> Exercise:
Could you print exactly the lines of the listing below, starting at the line that has "the dry shrub" and ending at the line that has "of the wispy", and only those lines?
[Input records]
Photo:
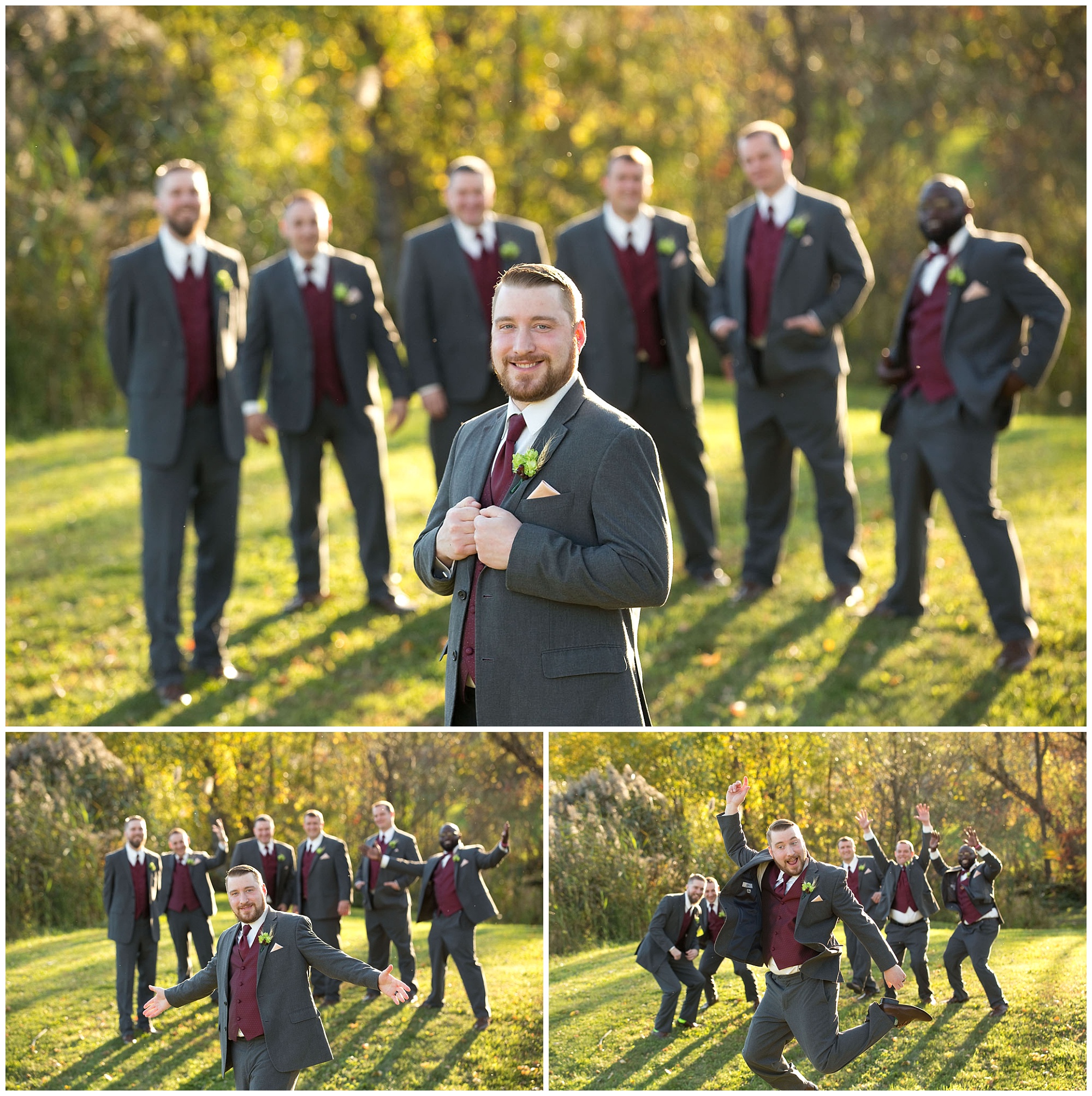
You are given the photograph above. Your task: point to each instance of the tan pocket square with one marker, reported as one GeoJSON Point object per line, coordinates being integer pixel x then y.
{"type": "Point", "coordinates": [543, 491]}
[/Input records]
[Input records]
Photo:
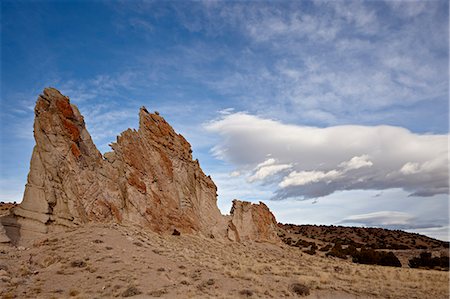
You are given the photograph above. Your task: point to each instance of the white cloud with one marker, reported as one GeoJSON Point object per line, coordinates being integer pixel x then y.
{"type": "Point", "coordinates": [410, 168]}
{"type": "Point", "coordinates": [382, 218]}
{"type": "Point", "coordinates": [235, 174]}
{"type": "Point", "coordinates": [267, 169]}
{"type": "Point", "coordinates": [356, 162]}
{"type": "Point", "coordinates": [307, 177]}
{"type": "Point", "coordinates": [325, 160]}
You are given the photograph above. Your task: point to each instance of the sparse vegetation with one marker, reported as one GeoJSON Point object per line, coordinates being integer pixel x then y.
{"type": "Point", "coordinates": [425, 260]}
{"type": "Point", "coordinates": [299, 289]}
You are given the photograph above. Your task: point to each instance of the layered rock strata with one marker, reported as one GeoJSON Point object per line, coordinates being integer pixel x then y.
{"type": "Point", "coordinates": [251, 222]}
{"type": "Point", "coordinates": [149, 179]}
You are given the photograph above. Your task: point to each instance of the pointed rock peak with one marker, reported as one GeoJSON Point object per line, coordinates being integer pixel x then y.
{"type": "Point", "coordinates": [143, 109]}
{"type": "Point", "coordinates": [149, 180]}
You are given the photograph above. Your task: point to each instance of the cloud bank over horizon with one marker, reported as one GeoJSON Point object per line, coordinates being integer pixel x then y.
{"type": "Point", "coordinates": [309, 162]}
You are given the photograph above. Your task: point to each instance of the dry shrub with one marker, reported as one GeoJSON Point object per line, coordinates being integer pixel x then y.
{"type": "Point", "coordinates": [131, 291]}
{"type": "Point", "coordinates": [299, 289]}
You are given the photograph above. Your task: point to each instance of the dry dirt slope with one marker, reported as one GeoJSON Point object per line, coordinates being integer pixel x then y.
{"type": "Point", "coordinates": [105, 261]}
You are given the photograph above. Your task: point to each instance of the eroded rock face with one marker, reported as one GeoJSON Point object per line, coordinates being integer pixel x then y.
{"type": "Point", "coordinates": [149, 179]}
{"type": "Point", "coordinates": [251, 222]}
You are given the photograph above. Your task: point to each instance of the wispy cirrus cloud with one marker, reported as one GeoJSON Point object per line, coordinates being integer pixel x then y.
[/Input records]
> Task solution:
You are given the photograph above. Your task: point to each instance of the dry shrub with one marker, reported as one GeoJSON Point object per line, coordinates being integer pixel x then y.
{"type": "Point", "coordinates": [131, 291]}
{"type": "Point", "coordinates": [299, 289]}
You are given the photograph above. Your task: point to each instance of the dry dirt slope with one marker, reported as one GeoJSON Point object per line, coordinates being integer pixel x then y.
{"type": "Point", "coordinates": [105, 261]}
You are given the photograph above. Your task: point to each instance of the eroded rock face with one marker, reported as one GeoJSON Point object per line, coordinates being integer pixel x then y.
{"type": "Point", "coordinates": [149, 179]}
{"type": "Point", "coordinates": [251, 222]}
You are given the photograph above. Your task: point to each instance of the wispy cirrus cloud with one marker, reported as one GeoJSON Point object per line, coordinates being integer pixel x then y.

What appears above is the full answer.